§ **Check your understanding**:
[A] Using the article on the officials' clinic at Alma College, decide whether each statement agrees with it: (i) the clinic ran alongside the all-star game for the second year; (ii) some participants traveled from the Upper Peninsula; (iii) Tim Collick was picked to officiate Saturday's game. Answer yes or no for each and quote the words that decide it.
[B] In the article on the officials' clinic at Alma College, condense the paragraph beginning "A group of 34 attended" into a short bulleted list that keeps its main facts.
[C] Write the next part of the article on the officials' clinic at Alma College, picking up after its final sentence.

§ **Provided passage**:

[Start of Attachment]

By Geoff Kimmerly
Second Half Editor
ALMA --Frequently in pairs, they lined up beside linebackers, ran the sidelines and monitored the goallines earlier this week, next to many of Michigan's best recently-graduated high school football players.
The athletes were practicing for Saturday's Michigan High School Football Coaches Association All-Star Game at Alma College. But beside and all around them, officials also worked to hone their skills with the upcoming season only two months away.
A group of 34 attended the MHSAA's summer clinic Monday and Tuesday, run in coordination with the all-star game for the second year. Some were veterans brushing up on new rules, while others -- like Flushing's Tim Collick -- were newer officials hoping to pick up some knowledge from 12 clinicians providing instruction and feedback.
"The biggest thing is just the different tips from experienced guys you don't find in the books," said Collick, 32, who was one of 14 chosen from clinic participants to officiate Saturday's game. "Different, helpful clues like keys that made them successful, made things easier for them."
Instructors shadowed Collick and other participants during two practices and a Monday night scrimmage, providing guidance and feedback along the way.
Those practice sessions are combined with classroom instruction, similar to what the MHSAA has conducted during previous summers with basketball officials at Michigan State University camps.
Every participant this week came from the Lower Peninsula, but as far north as just below Mackinac Bridge, east from Detroit and west from the Grand Rapids area.
Two crews of seven officials were chosen from the camp participants to work Saturday’s game. The crews will alternate quarters, with five instructors also on hand to provide feedback.

[End of Attachment]

Dataset items
[Start of Attachment]

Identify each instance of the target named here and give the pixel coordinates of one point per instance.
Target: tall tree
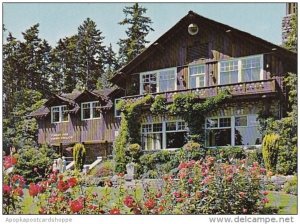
(139, 27)
(12, 77)
(91, 53)
(111, 65)
(64, 65)
(34, 59)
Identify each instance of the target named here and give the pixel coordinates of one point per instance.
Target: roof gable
(180, 29)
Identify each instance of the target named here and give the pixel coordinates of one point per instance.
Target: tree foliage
(139, 27)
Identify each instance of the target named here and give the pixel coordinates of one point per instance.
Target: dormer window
(59, 114)
(90, 110)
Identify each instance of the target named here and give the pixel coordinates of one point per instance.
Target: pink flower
(72, 182)
(18, 180)
(129, 201)
(76, 205)
(9, 161)
(6, 189)
(150, 204)
(115, 211)
(34, 189)
(18, 191)
(182, 165)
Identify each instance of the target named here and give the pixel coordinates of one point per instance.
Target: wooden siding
(77, 130)
(221, 46)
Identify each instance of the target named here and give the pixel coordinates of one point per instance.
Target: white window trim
(261, 74)
(115, 112)
(60, 114)
(91, 111)
(232, 126)
(189, 75)
(157, 78)
(164, 132)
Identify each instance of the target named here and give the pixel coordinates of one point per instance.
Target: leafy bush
(34, 164)
(291, 186)
(79, 154)
(270, 151)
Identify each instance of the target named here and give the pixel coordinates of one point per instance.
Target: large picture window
(59, 114)
(197, 76)
(246, 69)
(158, 81)
(164, 135)
(234, 130)
(90, 110)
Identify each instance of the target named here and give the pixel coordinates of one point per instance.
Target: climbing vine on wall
(188, 106)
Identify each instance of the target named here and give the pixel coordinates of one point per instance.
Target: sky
(58, 20)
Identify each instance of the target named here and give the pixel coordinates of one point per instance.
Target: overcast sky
(58, 20)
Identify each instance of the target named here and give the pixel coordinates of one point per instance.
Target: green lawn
(286, 203)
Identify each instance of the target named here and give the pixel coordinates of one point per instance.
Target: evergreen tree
(139, 28)
(64, 65)
(34, 59)
(111, 66)
(91, 54)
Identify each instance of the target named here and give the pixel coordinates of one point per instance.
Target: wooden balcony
(254, 88)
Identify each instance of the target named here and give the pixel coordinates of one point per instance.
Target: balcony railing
(237, 89)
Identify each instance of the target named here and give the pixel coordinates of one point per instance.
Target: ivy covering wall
(188, 106)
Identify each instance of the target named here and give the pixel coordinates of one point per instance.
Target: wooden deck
(239, 89)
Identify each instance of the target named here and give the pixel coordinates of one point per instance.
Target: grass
(286, 203)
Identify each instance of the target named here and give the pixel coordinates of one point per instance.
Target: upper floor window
(117, 112)
(59, 114)
(197, 76)
(241, 70)
(158, 81)
(90, 110)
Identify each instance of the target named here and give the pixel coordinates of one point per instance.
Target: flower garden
(208, 185)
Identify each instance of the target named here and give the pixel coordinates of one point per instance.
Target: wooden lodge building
(196, 55)
(79, 117)
(204, 56)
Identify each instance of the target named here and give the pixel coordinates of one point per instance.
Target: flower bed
(200, 187)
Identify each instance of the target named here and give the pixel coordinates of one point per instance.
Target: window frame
(163, 132)
(115, 109)
(157, 74)
(240, 78)
(90, 103)
(60, 112)
(232, 126)
(195, 75)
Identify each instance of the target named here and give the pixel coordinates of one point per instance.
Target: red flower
(150, 204)
(129, 201)
(265, 193)
(115, 211)
(6, 189)
(34, 189)
(242, 194)
(62, 186)
(265, 200)
(72, 182)
(9, 161)
(158, 195)
(18, 191)
(177, 194)
(182, 165)
(76, 205)
(18, 180)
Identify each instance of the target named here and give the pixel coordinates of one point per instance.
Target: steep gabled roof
(184, 22)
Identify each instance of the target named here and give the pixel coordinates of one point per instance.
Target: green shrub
(270, 151)
(79, 155)
(291, 186)
(34, 164)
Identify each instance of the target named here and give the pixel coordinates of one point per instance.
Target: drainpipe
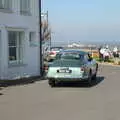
(40, 41)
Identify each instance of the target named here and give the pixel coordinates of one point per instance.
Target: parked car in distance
(52, 53)
(72, 65)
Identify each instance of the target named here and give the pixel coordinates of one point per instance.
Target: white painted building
(19, 39)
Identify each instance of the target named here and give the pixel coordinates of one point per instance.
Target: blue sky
(84, 20)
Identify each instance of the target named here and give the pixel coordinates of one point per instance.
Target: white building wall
(14, 20)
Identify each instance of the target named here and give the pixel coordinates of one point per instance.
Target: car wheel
(52, 83)
(90, 79)
(95, 75)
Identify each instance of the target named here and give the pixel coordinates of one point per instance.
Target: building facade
(19, 39)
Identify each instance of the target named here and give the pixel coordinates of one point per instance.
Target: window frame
(5, 3)
(32, 38)
(19, 52)
(25, 7)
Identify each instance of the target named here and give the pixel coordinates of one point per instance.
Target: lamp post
(40, 41)
(46, 14)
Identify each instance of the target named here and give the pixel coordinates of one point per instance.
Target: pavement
(38, 101)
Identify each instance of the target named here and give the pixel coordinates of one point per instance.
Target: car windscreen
(69, 55)
(67, 63)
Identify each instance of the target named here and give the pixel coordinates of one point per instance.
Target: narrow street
(38, 101)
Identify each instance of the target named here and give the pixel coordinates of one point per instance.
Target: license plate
(64, 71)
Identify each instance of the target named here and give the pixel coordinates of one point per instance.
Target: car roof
(77, 51)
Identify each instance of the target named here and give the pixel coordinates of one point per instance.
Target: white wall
(14, 20)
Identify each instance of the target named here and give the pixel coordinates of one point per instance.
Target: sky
(83, 20)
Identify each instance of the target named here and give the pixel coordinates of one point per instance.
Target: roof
(74, 50)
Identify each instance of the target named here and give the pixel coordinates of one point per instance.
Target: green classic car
(72, 65)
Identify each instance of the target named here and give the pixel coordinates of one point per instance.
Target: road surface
(38, 101)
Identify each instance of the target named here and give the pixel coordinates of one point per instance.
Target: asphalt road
(38, 101)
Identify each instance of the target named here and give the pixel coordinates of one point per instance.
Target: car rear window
(67, 63)
(69, 55)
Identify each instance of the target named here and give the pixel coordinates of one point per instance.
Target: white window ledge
(6, 10)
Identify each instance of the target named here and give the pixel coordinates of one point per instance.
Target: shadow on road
(17, 83)
(99, 79)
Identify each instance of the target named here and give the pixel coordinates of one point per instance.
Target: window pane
(24, 6)
(7, 4)
(12, 38)
(12, 53)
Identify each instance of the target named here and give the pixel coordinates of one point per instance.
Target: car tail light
(45, 67)
(52, 53)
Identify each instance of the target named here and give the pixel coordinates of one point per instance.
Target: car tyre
(52, 83)
(95, 75)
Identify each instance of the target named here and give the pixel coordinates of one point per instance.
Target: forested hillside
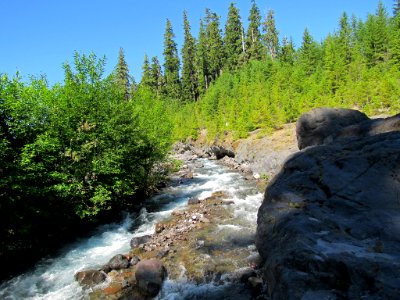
(72, 151)
(92, 143)
(264, 83)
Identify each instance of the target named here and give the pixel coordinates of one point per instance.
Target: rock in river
(90, 278)
(330, 222)
(150, 275)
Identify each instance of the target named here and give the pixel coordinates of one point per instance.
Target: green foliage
(122, 79)
(356, 67)
(234, 40)
(171, 64)
(75, 150)
(254, 47)
(190, 82)
(271, 39)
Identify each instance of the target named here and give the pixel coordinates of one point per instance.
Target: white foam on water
(54, 278)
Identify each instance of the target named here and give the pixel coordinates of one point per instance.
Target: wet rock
(137, 241)
(90, 278)
(193, 201)
(150, 275)
(321, 125)
(330, 221)
(118, 262)
(228, 202)
(134, 260)
(220, 152)
(204, 220)
(256, 283)
(163, 253)
(159, 227)
(187, 175)
(254, 260)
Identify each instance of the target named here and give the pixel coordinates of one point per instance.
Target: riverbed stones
(118, 262)
(321, 125)
(330, 220)
(90, 278)
(150, 275)
(139, 240)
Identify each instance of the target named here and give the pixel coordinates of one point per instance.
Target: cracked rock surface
(329, 225)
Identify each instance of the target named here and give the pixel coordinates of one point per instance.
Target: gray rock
(220, 152)
(136, 241)
(118, 262)
(193, 201)
(321, 125)
(90, 278)
(330, 221)
(326, 125)
(134, 260)
(150, 275)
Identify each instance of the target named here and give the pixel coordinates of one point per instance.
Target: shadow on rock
(329, 225)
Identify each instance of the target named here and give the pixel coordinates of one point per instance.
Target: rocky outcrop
(150, 275)
(321, 125)
(139, 240)
(90, 278)
(118, 262)
(327, 125)
(329, 224)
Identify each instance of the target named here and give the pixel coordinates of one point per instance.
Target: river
(53, 278)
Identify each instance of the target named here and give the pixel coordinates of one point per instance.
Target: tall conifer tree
(287, 51)
(215, 46)
(254, 47)
(233, 39)
(122, 75)
(171, 64)
(271, 38)
(147, 80)
(189, 75)
(202, 66)
(157, 76)
(396, 7)
(308, 53)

[End of Attachment]

§ **Answers for the exercise**:
[A]
(i) Yes: "run in coordination with the all-star game for the second year."
(ii) No: "Every participant this week came from the Lower Peninsula."
(iii) Yes: "who was one of 14 chosen from clinic participants to officiate Saturday's game."

[B]
- 34 officials attended the MHSAA's summer clinic on Monday and Tuesday.
- It was held with the all-star game for the second year.
- Participants included veterans reviewing new rules and newer officials such as Flushing's Tim Collick.
- 12 clinicians gave instruction and feedback.

[C]
The MHSFCA has been putting on the All-Star Game for 32 years, and has been a fantastic partner in providing an opportunity football officials don't often receive during the offseason, MHSAA assistant director Mark Uyl said.
"Football is unique in that there isn't a way to get live reps, while basketball, baseball and softball have summer team camps," Uyl said. "This is an opportunity for football officials to get training in the real thing."
Collick, a Flint Hamady grad who has been mentored by longtime Flint-area official Tom Rau, is heading into his third season of football as a back judge with a crew from the Genesee County Coaches and Officials Association. Although he'd heard a few of the speakers at the clinic before, he didn't know any of the officials before Monday. But he was sure to soak up as much as possible, with an eye on officiating for years to come and eventually, perhaps, at the college level as well.
"For me, one of the biggest things (at the clinic) is getting to make contacts with much more veteran officials. I'm learning from those guys," Collick said. "The instructors have worked at high levels as college officials, as high school officials for many years. It's nice to pick their brains."
PHOTOS: (Top) Longtime official and recently-retired MHSAA assistant director Tom Minter (center) works with an official during Tuesday morning's East practice at Alma College. (Middle) MHSAA assistant director Mark Uyl (left) points something out to an official during the West practice. (Bottom) Officals at this year's clinic came from all parts of the Lower Peninsula, including the Detroit, Grand Rapids and Mackinaw areas.